**Provided text:**

I have configured watcher to trigger alerts in pagerduty. If a service comes back online automatically,I would expect the pagerduty to resolve the alert. Can someone help me how we can achieve that
Hello @SowmiyaRS ,
I didn't understood your issue entirely. Assuming your intention is to monitor service through watcher and having field in indices like service.status:UP or DOWN this can be done.
Below is my script how I'm monitoring tomcat down status and index I have field: tomcat.serverStatus: UP/DOWN coming every 20 seconds.
Not sure same is your intention.Just check the script to trigger according to your specific condition.
{
"trigger": {
"schedule": {
"interval": "10s"

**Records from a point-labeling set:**
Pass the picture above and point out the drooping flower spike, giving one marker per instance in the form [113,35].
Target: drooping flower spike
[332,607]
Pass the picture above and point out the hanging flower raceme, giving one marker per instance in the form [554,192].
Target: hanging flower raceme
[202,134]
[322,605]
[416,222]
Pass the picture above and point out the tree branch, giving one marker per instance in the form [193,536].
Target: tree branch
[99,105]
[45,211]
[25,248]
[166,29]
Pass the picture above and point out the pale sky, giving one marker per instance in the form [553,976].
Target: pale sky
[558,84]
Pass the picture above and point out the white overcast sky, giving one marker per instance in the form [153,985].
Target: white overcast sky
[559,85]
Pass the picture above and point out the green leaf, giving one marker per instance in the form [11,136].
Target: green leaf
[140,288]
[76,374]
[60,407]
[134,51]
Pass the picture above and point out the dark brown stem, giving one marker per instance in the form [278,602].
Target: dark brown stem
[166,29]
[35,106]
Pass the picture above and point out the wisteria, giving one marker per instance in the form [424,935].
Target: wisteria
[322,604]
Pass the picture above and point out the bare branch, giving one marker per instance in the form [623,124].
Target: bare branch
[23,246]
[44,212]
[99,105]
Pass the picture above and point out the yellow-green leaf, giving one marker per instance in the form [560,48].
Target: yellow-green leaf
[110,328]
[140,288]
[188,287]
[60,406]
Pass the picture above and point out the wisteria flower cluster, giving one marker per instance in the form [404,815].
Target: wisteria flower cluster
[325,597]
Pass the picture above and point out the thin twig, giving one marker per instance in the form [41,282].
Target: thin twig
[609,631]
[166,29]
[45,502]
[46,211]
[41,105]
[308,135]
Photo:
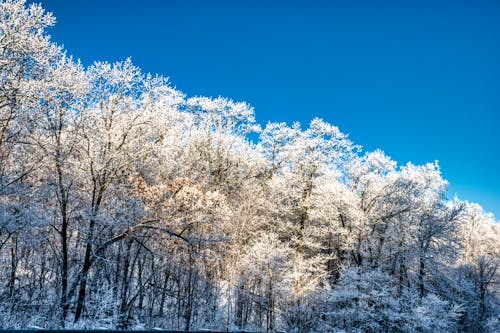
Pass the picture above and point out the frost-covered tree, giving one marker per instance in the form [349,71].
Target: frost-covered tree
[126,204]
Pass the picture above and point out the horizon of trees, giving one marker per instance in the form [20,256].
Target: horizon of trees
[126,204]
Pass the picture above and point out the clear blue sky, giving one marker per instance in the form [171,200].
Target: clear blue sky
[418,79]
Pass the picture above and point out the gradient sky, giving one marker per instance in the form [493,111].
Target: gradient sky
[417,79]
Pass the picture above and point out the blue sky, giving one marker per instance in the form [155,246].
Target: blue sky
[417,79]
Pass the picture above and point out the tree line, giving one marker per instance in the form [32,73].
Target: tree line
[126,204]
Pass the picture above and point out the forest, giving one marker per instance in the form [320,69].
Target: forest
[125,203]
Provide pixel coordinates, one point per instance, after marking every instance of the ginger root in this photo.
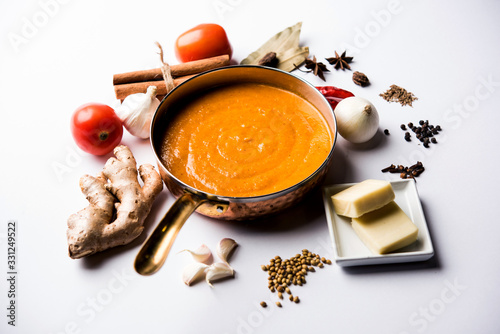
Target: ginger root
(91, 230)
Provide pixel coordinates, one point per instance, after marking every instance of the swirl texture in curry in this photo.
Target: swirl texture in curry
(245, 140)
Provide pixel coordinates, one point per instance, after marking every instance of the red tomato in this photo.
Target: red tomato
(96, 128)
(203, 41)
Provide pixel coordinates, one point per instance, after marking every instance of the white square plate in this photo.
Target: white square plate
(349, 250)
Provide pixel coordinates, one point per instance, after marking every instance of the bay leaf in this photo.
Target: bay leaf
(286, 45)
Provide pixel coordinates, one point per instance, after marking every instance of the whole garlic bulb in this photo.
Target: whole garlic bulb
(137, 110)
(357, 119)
...
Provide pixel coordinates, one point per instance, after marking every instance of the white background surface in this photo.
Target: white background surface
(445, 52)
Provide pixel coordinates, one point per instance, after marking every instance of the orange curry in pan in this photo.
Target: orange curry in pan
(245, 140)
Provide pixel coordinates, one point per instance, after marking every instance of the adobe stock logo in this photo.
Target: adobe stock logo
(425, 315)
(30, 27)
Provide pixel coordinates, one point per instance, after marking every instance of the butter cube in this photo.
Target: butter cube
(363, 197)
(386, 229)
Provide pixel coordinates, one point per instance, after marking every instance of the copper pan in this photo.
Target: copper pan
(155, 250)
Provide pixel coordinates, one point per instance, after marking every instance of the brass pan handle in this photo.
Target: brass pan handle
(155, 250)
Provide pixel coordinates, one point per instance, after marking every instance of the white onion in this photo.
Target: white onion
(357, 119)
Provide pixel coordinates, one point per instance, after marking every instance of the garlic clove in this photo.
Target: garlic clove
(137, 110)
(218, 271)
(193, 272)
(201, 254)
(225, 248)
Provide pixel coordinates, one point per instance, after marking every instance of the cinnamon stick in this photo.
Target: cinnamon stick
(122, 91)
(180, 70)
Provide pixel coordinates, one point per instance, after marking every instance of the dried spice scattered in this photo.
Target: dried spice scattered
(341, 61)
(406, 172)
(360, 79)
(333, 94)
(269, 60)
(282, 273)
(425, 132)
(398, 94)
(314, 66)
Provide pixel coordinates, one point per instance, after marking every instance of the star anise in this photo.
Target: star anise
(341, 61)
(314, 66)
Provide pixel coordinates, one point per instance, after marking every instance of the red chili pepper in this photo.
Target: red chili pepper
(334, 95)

**Written problem 1:** Which lines of the records contain the word "dried"? Select and copy each of them, treating uppercase and lowercase as distinct.
**Written problem 2:** What comes next in the forum thread about resolving PagerDuty alerts from Watcher? Continue it from its final line.

**Expected answer 1:**
Provide pixel coordinates, one point per instance, after marking every instance of the dried spice scattered in this photo.
Target: dried spice scattered

**Expected answer 2:**
}
},
"input": {
"search": {
"request": {
"search_type": "query_then_fetch",
"indices": [
"mis-monitoring-webserver-*"
],
"rest_total_hits_as_int": true,
"body": {
"aggs": {
"host": {
"terms": {
"field": "host.name.keyword",
"order": {
"_key": "desc"
},
"size": 10000
},
"aggs": {
"port": {
"terms": {
"field": "tomcat.port",
"order": {
"_key": "desc"
},
"size": 10000
},
"aggs": {
"application_name": {
"terms": {
"field": "tomcat.application_name",
"order": {
"_key": "desc"
},
"size": 10000
},
"aggs": {
"status": {
"top_hits": {
"fields": [
{
"field": "tomcat.server_status"
}
],
"_source": false,
"size": 1,
"sort": [
{
"@timestamp": {
"order": "desc"
}
}
]
}
}
}
}
}
}
}
}
},
"size": 0,
"query": {
"bool": {
"filter": [
{
"script": {
"script": """if (doc['tomcat.server_status.keyword'].size() != 0 )
{
def a=doc['tomcat.server_status.keyword'].value;
if (a=='DOWN')
{
return true;
}
else
{
return false;
}
}
"""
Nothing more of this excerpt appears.